PROBLEM A:
In the investing interview, rewrite the paragraph beginning "The other area that we also look at" as a short bulleted list that keeps its main facts.
PROBLEM B:
According to the investing interview, what share of the holdings is in MNC midcaps?
PROBLEM C:
Continue the investing interview from where it stops.

SOURCE DOCUMENT:
The other area that we also look at is companies which have a very strong parentage and have sustainable competitive advantage from a technology perspective or from a brand or from distribution. So, if you look at our five years approach into investing which is basically simple business, scalable opportunity, sound management, sustainable competitive advantage through a brand or technology which all results into the fifth step which is sustainable cash flows, profit margins and high RoEs which are all essential to create value.
The MNCs clearly figure there given that they are having great technology age and a monopoly in terms of various segments. So, that is where if you look at our holdings we have about 25-30 percent in MNC midcaps which really have shown ability to grow secularly over a period of time be it Bosch earlier or a WABCO or FAG.
Sonia: I was also looking at some of the other sectors that you have invested into and one of them is the home improvement theme, so we do have names like Hitachi Home, Whirlpool etc., but these are stocks that have risen multifold and have been the big multi-baggers of last year and some of them have actually cooled off this year. Is this a theme that one can still invest into and what are the other pockets within this home improvement theme that you would recommend?
A: I will not talk specific stocks but just to take on the question- with income levels going up in India and the urban consumer particularly starting to change his lifestyles, it has become very important to look at your house and also the interiors and the way you live life.
So, the building materials or interior improvement section is a big area of growth in India and as consumerization increases, that is going to benefit and as all of us know, India is highly underpenetrated from a housing perspective and also from the kind of interiors that we have, we see that there is a huge opportunity for consumer companies in the building materials space and also from a consumer durables space, as lifestyles change, as conveniences become more important and the ability to pay comes in, we will see a huge exponential growth in all areas including air conditioners to refrigerators to kitchen appliances and what not.

Saved data entries:
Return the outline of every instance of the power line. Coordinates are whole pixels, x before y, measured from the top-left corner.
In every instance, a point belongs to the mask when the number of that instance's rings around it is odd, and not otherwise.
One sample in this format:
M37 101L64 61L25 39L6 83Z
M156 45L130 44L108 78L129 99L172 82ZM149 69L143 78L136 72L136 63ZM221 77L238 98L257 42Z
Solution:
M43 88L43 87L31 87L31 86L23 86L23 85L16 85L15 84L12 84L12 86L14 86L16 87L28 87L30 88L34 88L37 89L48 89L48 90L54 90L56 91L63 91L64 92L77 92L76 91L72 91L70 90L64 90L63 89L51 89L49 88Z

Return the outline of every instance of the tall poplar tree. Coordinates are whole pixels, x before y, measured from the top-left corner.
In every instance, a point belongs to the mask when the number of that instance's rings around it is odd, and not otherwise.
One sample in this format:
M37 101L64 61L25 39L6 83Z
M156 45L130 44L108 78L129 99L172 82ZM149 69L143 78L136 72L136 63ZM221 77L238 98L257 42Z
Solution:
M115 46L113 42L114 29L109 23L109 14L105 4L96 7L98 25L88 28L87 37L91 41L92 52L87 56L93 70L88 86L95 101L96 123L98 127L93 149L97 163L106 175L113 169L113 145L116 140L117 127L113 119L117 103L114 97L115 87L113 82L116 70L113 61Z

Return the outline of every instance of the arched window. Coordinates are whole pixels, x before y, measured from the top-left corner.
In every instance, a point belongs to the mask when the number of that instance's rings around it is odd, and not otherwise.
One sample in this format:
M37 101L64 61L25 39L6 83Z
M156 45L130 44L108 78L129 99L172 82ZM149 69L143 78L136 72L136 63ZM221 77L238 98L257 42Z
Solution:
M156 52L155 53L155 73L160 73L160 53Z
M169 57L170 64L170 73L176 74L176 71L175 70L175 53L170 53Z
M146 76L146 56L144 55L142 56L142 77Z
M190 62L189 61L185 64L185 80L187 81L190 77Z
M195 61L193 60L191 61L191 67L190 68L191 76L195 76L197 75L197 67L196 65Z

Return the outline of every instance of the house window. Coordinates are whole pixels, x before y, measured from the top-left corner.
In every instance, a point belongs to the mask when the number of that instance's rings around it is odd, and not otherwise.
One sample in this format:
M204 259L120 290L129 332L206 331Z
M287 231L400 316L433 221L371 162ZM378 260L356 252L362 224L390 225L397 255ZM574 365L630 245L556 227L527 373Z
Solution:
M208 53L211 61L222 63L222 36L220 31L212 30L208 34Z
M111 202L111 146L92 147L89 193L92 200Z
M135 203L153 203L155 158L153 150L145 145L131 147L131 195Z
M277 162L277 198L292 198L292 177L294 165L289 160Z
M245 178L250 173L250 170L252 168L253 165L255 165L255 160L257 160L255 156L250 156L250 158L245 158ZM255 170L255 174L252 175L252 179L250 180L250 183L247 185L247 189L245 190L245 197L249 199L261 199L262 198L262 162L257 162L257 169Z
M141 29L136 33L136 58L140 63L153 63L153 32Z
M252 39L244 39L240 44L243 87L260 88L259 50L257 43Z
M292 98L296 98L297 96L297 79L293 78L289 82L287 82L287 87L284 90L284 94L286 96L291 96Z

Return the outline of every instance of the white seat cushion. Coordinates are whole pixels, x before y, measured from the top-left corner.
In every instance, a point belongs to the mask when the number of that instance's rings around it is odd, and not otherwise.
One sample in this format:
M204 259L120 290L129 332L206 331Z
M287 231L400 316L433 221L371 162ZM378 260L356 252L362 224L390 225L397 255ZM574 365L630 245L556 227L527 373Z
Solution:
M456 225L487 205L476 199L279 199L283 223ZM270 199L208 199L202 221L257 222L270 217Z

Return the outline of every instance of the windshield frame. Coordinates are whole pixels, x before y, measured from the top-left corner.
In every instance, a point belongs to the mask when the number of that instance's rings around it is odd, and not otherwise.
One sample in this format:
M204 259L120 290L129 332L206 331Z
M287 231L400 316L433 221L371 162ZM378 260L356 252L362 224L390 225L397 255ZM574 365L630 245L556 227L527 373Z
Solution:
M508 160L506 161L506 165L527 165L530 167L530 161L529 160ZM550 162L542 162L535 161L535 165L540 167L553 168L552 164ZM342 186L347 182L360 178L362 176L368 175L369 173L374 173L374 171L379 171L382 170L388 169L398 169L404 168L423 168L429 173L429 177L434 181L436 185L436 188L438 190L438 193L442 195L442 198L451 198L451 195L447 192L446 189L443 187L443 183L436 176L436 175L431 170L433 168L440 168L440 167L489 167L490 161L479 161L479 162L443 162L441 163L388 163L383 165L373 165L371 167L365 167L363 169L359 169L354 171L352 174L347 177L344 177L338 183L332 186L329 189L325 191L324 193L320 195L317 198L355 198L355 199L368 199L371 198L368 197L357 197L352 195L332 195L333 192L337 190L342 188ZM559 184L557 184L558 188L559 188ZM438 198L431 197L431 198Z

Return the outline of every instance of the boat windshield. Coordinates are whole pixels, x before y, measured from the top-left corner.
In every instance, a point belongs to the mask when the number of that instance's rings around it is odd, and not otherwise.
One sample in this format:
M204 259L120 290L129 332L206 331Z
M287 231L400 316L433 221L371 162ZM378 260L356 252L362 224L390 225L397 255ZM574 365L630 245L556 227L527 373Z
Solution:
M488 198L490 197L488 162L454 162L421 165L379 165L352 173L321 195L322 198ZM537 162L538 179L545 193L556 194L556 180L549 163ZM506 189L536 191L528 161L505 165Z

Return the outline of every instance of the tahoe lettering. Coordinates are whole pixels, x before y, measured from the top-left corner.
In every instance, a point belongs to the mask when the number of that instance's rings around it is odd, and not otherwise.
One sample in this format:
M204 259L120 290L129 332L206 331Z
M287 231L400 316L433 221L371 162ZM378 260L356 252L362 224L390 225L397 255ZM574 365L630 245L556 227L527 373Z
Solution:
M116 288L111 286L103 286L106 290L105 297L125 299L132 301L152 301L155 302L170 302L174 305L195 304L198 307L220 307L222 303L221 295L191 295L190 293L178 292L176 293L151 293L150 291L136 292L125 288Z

--

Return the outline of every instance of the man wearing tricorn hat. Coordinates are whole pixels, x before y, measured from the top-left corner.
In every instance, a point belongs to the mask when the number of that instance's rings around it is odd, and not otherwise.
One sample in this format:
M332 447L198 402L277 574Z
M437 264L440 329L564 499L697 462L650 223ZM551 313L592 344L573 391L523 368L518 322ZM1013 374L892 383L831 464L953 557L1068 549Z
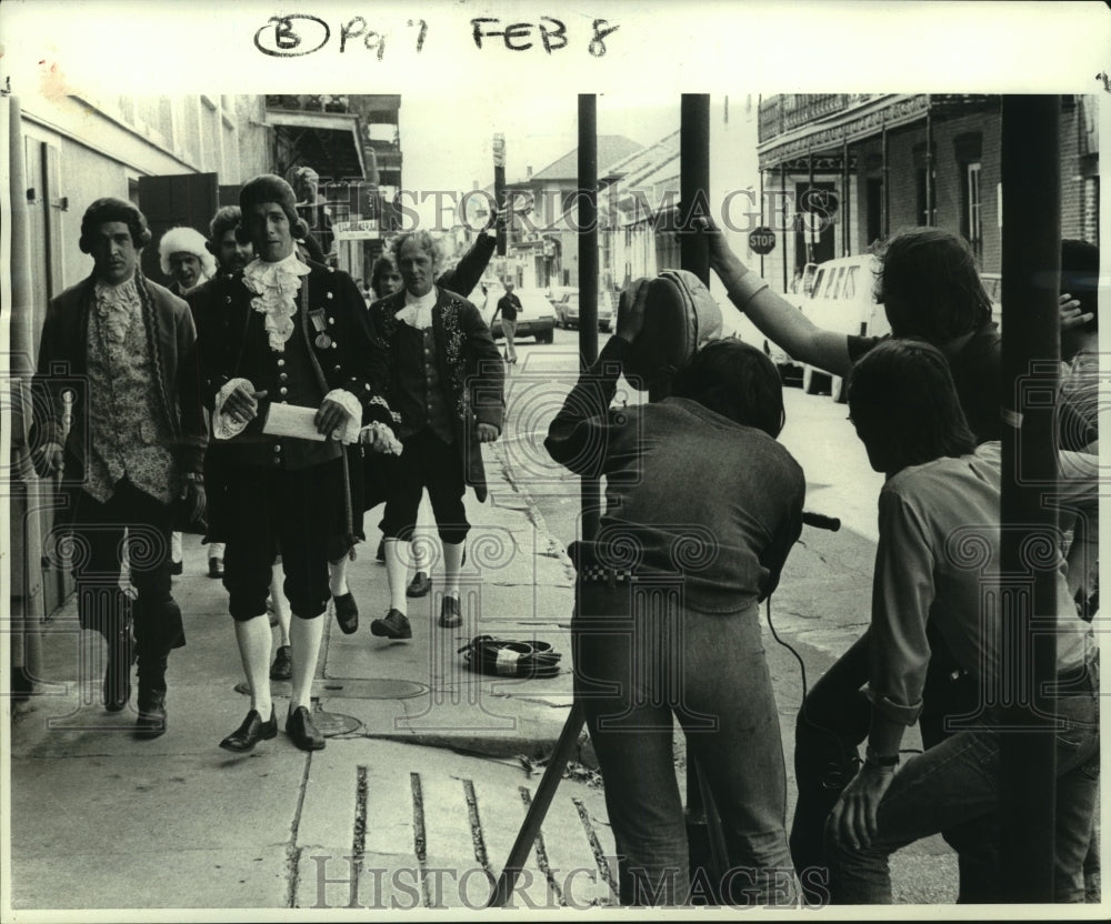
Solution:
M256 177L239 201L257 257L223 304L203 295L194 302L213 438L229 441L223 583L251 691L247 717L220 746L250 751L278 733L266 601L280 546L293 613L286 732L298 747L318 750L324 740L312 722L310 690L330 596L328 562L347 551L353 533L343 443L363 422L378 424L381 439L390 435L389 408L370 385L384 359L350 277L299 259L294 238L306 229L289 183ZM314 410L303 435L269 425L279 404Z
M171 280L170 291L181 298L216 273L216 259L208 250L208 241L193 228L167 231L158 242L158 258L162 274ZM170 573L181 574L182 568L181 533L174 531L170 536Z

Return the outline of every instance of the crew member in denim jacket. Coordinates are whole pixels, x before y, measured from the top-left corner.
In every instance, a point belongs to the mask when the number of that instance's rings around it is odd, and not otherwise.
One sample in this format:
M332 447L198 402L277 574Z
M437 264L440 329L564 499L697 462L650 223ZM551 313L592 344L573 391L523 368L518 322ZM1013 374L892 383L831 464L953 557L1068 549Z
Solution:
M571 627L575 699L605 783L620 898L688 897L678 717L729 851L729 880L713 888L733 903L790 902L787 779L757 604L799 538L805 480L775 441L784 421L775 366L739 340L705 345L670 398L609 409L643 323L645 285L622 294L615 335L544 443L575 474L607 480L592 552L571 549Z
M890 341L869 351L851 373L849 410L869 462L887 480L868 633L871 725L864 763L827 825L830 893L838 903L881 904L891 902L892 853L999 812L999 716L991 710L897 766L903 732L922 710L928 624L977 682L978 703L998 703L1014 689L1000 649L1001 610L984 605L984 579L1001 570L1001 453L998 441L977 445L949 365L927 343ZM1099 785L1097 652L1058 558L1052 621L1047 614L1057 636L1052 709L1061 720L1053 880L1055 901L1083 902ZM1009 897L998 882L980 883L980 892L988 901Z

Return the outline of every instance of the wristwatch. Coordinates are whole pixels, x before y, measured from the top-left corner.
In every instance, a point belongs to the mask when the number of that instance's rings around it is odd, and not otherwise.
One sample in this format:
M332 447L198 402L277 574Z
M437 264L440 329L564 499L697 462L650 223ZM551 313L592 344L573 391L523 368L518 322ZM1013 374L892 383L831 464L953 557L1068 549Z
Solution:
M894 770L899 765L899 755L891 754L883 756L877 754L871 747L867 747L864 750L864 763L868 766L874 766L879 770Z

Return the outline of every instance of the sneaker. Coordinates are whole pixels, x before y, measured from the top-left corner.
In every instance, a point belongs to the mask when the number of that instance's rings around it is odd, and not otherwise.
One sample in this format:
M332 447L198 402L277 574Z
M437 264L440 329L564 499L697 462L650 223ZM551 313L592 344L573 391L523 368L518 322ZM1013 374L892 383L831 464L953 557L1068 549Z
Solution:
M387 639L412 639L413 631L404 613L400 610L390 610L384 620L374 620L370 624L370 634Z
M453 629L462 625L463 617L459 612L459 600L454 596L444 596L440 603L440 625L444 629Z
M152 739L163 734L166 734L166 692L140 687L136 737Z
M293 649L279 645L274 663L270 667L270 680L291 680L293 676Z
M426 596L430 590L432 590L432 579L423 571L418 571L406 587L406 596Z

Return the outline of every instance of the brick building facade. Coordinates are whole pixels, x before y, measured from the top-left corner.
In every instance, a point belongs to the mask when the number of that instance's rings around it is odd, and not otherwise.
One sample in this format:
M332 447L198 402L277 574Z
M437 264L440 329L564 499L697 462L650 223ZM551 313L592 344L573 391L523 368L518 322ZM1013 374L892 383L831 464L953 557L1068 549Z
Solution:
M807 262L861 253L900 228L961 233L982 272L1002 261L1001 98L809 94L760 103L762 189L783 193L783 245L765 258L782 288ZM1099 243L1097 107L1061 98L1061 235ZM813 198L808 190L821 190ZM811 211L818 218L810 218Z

* * *

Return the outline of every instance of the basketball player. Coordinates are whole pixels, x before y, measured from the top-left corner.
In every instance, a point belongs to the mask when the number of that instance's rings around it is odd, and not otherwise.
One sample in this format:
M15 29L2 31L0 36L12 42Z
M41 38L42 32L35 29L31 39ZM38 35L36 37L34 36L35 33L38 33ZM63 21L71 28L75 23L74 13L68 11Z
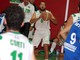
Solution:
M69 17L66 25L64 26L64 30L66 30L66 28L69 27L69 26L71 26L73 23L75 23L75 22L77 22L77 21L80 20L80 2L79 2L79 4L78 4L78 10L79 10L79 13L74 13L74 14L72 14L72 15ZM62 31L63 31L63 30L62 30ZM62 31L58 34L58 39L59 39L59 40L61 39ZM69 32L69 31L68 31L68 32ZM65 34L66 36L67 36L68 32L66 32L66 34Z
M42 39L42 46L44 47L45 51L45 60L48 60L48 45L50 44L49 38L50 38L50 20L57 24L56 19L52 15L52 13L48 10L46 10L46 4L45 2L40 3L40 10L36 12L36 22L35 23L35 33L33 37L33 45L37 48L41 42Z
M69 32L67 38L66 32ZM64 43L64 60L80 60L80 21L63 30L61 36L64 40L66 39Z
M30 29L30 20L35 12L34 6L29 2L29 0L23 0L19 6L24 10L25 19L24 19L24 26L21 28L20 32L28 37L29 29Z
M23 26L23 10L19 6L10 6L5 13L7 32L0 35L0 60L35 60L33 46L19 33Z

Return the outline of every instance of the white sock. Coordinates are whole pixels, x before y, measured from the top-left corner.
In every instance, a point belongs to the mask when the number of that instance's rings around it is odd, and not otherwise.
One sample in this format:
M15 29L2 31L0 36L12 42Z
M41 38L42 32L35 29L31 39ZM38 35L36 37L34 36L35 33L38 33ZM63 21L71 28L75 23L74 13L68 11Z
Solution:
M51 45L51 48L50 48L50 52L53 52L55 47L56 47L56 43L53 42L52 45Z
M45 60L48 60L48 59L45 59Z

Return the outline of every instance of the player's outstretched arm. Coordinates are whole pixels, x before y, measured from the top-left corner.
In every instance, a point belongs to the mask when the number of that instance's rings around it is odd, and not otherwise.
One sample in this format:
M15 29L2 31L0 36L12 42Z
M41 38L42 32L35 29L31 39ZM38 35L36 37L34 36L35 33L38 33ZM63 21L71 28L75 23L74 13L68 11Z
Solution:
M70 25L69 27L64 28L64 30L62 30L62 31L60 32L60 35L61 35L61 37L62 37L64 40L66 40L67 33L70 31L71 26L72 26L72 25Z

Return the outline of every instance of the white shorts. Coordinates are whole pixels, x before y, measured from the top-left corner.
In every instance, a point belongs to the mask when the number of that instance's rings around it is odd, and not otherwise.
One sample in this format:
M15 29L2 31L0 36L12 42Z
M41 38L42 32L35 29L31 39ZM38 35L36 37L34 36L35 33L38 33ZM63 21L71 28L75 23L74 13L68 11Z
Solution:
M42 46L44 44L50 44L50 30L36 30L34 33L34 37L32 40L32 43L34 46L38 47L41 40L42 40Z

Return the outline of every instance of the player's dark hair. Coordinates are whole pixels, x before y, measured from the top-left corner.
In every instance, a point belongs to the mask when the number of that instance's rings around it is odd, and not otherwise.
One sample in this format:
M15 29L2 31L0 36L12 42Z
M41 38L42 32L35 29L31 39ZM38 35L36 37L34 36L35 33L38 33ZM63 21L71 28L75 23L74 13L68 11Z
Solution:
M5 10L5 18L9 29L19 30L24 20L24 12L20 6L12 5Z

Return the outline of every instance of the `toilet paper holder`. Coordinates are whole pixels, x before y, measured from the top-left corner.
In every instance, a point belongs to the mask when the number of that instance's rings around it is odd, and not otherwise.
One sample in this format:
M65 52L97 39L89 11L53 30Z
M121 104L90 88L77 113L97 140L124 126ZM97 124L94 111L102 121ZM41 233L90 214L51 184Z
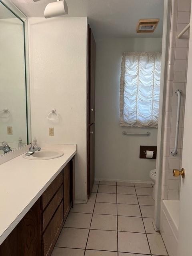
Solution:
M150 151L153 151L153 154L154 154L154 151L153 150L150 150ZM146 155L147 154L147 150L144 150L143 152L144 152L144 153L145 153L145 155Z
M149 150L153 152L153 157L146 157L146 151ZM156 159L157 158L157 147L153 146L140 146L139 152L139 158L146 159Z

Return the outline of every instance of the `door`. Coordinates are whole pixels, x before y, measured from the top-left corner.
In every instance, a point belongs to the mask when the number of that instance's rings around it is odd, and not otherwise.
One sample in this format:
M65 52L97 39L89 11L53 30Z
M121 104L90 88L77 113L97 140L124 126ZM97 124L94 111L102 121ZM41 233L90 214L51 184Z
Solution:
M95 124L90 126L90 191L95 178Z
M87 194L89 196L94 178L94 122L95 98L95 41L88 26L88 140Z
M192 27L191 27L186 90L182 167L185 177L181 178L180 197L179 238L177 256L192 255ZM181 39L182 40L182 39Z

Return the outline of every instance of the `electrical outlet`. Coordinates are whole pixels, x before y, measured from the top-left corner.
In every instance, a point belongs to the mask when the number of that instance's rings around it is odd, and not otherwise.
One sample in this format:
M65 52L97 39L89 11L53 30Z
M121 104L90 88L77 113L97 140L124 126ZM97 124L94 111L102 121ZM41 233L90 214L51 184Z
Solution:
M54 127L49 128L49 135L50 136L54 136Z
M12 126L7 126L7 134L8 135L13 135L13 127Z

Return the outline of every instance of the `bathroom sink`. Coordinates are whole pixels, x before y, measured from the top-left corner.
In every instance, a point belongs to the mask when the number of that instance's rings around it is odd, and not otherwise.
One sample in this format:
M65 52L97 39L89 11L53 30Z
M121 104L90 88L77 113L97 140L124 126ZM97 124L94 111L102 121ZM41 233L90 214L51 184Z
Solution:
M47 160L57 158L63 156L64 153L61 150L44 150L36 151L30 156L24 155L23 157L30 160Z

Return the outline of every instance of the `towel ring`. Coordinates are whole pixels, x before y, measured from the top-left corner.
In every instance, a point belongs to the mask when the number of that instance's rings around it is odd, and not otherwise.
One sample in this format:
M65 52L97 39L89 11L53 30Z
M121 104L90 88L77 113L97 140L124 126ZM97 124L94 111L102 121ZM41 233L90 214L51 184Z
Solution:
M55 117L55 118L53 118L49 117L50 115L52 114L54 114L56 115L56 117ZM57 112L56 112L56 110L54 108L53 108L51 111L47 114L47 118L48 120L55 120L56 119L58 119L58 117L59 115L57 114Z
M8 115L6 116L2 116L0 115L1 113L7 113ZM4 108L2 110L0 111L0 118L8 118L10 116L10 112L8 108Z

OUTPUT A:
- Another focus: companies with very strong parentage and a sustainable competitive advantage from technology, brand or distribution.
- The investing approach has these steps:
  - simple business
  - scalable opportunity
  - sound management
  - sustainable competitive advantage through a brand or technology
- Together these lead to the fifth step: sustainable cash flows, profit margins and high RoEs, all essential to create value.

OUTPUT B:
About 25-30 percent.

OUTPUT C:
So, a year of underperformance or a slow growth is something of an opportunity for people to get in rather than to get worried about because on a three to five year trajectory, we are very confident that the Indian consumer is going to come back with a vengeance again and we are seeing already that the urban consumer is well positioned even in the last quarter.
Latha: Actually this the running theme. Anand Radhakrishnan of Templeton was with us earlier today and he was pointing out that there is a difference between the rural growth which we experienced from 2008 to 2013 and the probable urban consumption growth which is now the story. His point was consumer staples did well in the previous five or six years because that is what the rural consumer would first get into when he is in the money. Would you agree with that theme, is that why you have no consumer staples here or is it because there are not too many small caps in consumer staples?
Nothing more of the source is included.